Image point grounding data:

# # # # # # #

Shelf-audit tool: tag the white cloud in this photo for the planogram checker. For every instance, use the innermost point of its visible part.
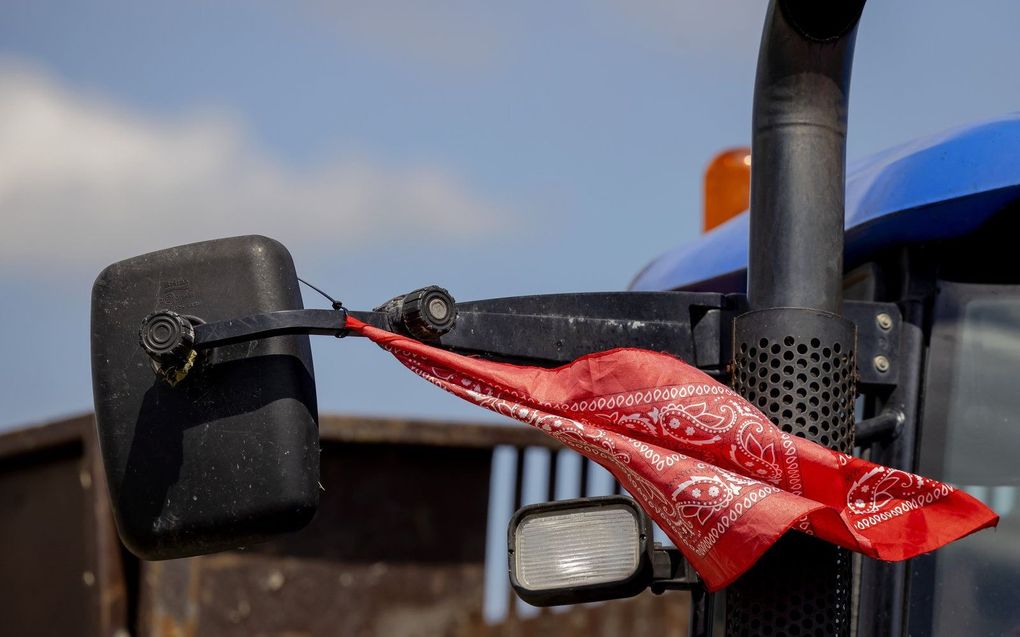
(86, 181)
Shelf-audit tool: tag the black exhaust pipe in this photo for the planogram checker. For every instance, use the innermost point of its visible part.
(799, 154)
(794, 331)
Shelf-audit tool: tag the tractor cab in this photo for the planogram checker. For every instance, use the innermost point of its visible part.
(929, 227)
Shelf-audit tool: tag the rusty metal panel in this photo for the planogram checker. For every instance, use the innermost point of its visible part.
(59, 561)
(397, 547)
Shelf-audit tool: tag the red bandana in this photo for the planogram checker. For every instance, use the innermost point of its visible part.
(720, 479)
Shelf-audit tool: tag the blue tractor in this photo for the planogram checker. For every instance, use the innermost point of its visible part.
(906, 260)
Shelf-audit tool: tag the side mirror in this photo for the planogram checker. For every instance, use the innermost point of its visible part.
(228, 455)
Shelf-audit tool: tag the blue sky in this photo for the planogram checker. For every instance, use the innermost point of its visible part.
(529, 147)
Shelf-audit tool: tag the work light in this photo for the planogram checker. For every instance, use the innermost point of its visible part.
(579, 550)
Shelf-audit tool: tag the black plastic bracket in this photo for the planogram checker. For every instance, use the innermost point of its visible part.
(549, 329)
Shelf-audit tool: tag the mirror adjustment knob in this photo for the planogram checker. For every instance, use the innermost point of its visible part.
(167, 337)
(425, 314)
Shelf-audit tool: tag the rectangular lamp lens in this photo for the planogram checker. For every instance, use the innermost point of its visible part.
(568, 548)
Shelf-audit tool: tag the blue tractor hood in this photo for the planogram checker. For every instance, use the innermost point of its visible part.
(941, 187)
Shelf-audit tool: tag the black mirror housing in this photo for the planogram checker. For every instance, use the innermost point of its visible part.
(227, 456)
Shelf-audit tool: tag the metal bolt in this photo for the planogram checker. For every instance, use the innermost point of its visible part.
(439, 309)
(881, 363)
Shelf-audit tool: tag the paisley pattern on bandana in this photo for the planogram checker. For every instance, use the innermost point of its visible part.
(721, 480)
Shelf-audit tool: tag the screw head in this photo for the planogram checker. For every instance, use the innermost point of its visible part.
(881, 363)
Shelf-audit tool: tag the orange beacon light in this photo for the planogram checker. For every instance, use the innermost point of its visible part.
(727, 187)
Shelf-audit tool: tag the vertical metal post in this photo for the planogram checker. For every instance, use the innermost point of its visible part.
(794, 354)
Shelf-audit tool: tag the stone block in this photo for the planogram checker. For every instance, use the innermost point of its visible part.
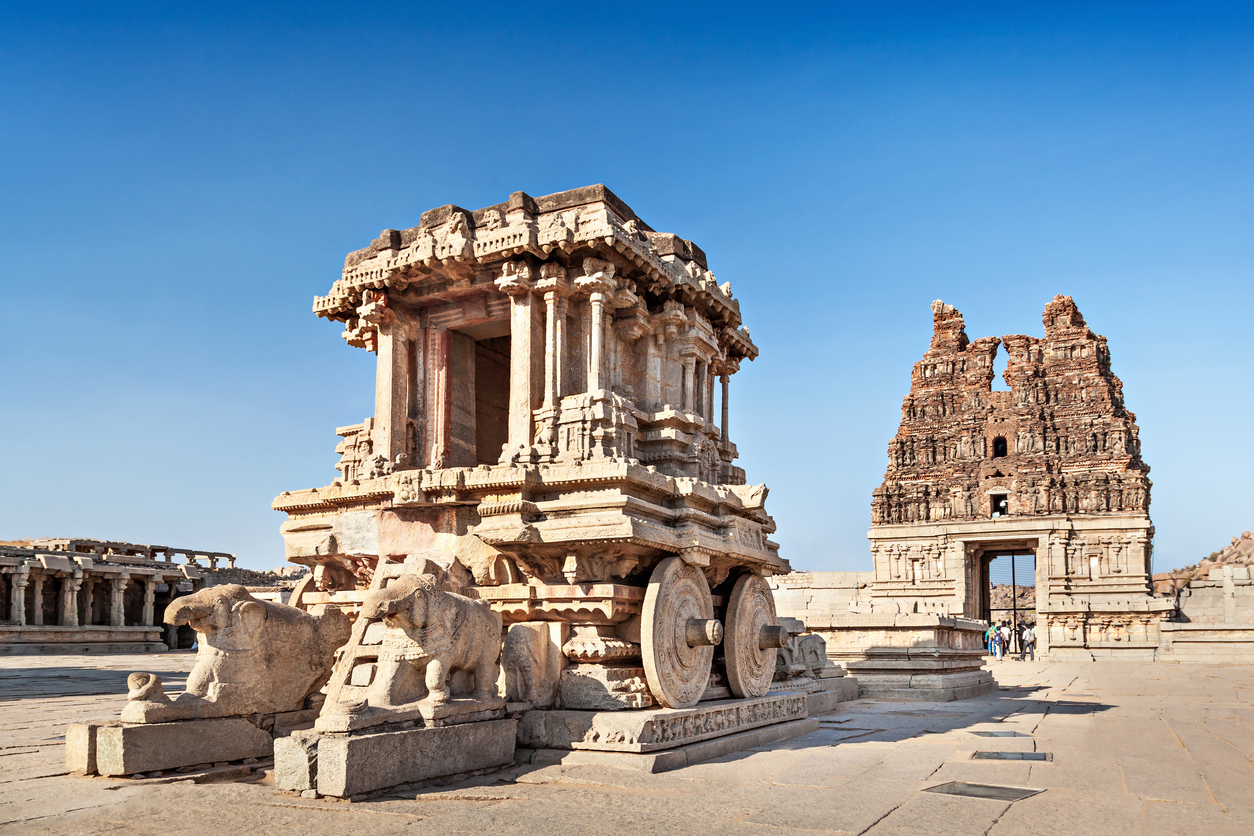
(679, 757)
(657, 728)
(80, 747)
(347, 765)
(146, 747)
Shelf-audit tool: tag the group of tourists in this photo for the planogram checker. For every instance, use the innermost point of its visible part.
(998, 638)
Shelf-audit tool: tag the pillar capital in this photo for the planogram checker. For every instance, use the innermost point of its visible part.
(516, 278)
(598, 277)
(553, 282)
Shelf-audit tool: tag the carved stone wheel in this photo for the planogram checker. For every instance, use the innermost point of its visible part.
(751, 639)
(677, 672)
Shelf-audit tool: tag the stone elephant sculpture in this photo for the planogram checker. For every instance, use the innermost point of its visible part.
(255, 657)
(437, 644)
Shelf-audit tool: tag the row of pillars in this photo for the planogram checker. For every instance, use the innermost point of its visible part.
(401, 366)
(68, 604)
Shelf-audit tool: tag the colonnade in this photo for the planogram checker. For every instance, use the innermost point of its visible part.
(69, 612)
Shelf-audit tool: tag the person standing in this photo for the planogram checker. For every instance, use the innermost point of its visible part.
(1030, 641)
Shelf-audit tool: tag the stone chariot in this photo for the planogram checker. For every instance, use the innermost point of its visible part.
(544, 434)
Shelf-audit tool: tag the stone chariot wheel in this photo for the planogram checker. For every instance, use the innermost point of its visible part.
(677, 633)
(753, 637)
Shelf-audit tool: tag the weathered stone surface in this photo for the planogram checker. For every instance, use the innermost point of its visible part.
(144, 747)
(680, 756)
(416, 652)
(255, 658)
(351, 763)
(532, 662)
(656, 728)
(909, 657)
(1051, 468)
(80, 747)
(546, 430)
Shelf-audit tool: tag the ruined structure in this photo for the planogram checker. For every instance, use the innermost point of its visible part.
(257, 674)
(1051, 468)
(549, 446)
(77, 595)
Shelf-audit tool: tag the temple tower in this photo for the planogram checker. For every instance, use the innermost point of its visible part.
(1051, 468)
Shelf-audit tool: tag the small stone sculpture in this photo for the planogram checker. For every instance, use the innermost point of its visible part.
(435, 646)
(255, 657)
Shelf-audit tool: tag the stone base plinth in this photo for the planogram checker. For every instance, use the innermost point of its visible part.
(934, 658)
(1223, 643)
(149, 747)
(821, 694)
(677, 757)
(653, 730)
(347, 765)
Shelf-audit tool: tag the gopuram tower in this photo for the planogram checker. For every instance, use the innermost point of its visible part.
(546, 439)
(1051, 469)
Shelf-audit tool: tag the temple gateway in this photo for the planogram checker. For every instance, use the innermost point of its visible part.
(1048, 473)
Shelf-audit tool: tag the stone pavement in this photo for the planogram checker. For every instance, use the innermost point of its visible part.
(1138, 748)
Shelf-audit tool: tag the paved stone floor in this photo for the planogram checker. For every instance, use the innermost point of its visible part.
(1148, 748)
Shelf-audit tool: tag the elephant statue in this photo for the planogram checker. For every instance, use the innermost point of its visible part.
(416, 651)
(255, 657)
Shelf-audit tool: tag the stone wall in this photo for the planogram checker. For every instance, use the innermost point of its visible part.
(1225, 597)
(805, 594)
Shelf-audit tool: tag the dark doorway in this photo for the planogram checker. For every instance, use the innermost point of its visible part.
(490, 397)
(1010, 590)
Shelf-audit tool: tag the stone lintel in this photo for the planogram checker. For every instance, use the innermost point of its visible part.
(346, 765)
(146, 747)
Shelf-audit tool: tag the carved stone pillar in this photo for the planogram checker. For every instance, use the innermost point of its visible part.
(391, 399)
(18, 600)
(88, 617)
(117, 602)
(38, 616)
(687, 395)
(725, 379)
(69, 599)
(517, 282)
(149, 599)
(597, 282)
(553, 286)
(440, 431)
(709, 394)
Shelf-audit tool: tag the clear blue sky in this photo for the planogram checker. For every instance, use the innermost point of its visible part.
(179, 182)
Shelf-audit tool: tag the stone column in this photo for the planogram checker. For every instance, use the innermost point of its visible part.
(709, 394)
(689, 396)
(554, 350)
(149, 599)
(553, 286)
(391, 376)
(517, 282)
(440, 431)
(117, 602)
(653, 371)
(18, 602)
(88, 616)
(38, 616)
(725, 379)
(597, 282)
(69, 599)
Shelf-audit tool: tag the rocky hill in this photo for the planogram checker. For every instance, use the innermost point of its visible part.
(1239, 553)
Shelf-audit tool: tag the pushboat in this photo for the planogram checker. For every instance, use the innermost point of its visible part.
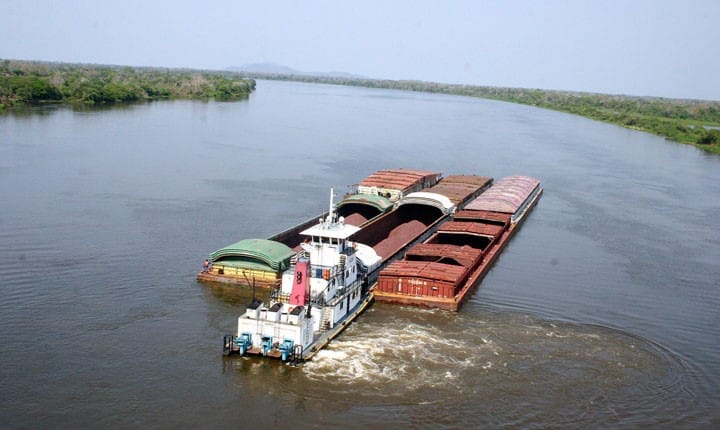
(261, 262)
(326, 285)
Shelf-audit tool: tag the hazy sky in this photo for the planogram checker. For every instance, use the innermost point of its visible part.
(658, 48)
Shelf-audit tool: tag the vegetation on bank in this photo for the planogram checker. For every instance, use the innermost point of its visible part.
(24, 83)
(695, 122)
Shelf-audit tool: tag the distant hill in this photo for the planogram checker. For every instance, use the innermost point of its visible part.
(279, 69)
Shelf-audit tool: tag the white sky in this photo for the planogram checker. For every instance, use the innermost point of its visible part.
(639, 47)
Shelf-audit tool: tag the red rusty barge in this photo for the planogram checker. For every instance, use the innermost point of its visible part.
(441, 271)
(417, 216)
(261, 262)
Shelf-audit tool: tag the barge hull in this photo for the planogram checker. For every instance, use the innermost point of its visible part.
(489, 257)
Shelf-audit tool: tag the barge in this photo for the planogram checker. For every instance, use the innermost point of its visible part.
(326, 285)
(441, 271)
(261, 262)
(323, 291)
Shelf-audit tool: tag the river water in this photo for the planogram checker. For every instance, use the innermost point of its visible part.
(601, 312)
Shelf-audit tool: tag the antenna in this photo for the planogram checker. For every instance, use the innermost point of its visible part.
(331, 211)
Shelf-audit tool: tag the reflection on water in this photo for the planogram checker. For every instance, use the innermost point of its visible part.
(599, 313)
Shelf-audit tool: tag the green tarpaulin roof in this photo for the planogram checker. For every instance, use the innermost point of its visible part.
(381, 203)
(274, 254)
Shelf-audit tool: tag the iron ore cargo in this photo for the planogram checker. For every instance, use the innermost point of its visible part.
(400, 236)
(442, 270)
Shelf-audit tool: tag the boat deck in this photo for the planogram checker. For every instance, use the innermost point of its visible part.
(441, 271)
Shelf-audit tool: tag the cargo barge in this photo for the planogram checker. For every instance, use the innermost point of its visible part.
(418, 215)
(327, 284)
(261, 262)
(441, 271)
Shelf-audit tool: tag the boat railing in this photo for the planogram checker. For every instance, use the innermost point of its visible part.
(316, 299)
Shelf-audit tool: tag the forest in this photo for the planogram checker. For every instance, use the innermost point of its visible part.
(24, 83)
(694, 122)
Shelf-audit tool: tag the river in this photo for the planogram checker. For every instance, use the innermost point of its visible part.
(603, 310)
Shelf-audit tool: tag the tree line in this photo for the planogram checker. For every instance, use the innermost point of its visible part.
(695, 122)
(24, 83)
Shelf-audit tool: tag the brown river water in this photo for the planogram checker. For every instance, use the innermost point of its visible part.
(603, 310)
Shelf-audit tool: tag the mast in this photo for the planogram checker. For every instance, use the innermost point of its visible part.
(331, 211)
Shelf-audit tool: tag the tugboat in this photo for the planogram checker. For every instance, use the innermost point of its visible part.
(324, 289)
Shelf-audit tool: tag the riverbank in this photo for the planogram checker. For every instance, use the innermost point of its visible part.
(693, 122)
(27, 83)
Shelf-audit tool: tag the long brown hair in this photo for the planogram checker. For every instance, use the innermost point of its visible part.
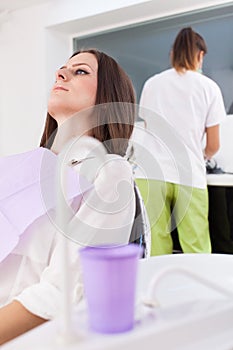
(187, 45)
(116, 115)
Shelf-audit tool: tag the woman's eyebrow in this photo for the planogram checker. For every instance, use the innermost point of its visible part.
(78, 64)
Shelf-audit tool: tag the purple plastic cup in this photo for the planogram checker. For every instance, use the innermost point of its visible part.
(110, 277)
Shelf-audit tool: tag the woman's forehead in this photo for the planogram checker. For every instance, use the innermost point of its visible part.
(84, 58)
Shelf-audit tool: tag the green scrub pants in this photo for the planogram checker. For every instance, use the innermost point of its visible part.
(189, 208)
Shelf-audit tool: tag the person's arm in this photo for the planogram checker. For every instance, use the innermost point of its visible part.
(15, 320)
(212, 141)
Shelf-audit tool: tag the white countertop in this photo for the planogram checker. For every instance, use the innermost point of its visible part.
(220, 179)
(190, 316)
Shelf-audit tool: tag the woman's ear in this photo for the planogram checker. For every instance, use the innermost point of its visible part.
(200, 58)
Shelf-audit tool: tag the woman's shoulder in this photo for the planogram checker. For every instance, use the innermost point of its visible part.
(116, 166)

# # # # # # #

WORK TO BE COMPLETED -> An exact copy is needed of the closing lines of the entries above, counting from the one that contains "Shelf-audit tool: tag the white countertop" and including it and the last.

THE ANSWER ->
Shelf-audit tool: tag the white countertop in this photo for the planogram checker. For every instance, use the innermost point of its visible part.
(220, 179)
(190, 316)
Shelf-audit tool: tag the woman's ear in this photo for the planogram checker. For every instance, use the innermost point of its visible part.
(200, 58)
Shelf-audit tool: tag the woman's shoulder in this photo for the planogram checker. For every instance, use the innermost point of its visible part.
(116, 166)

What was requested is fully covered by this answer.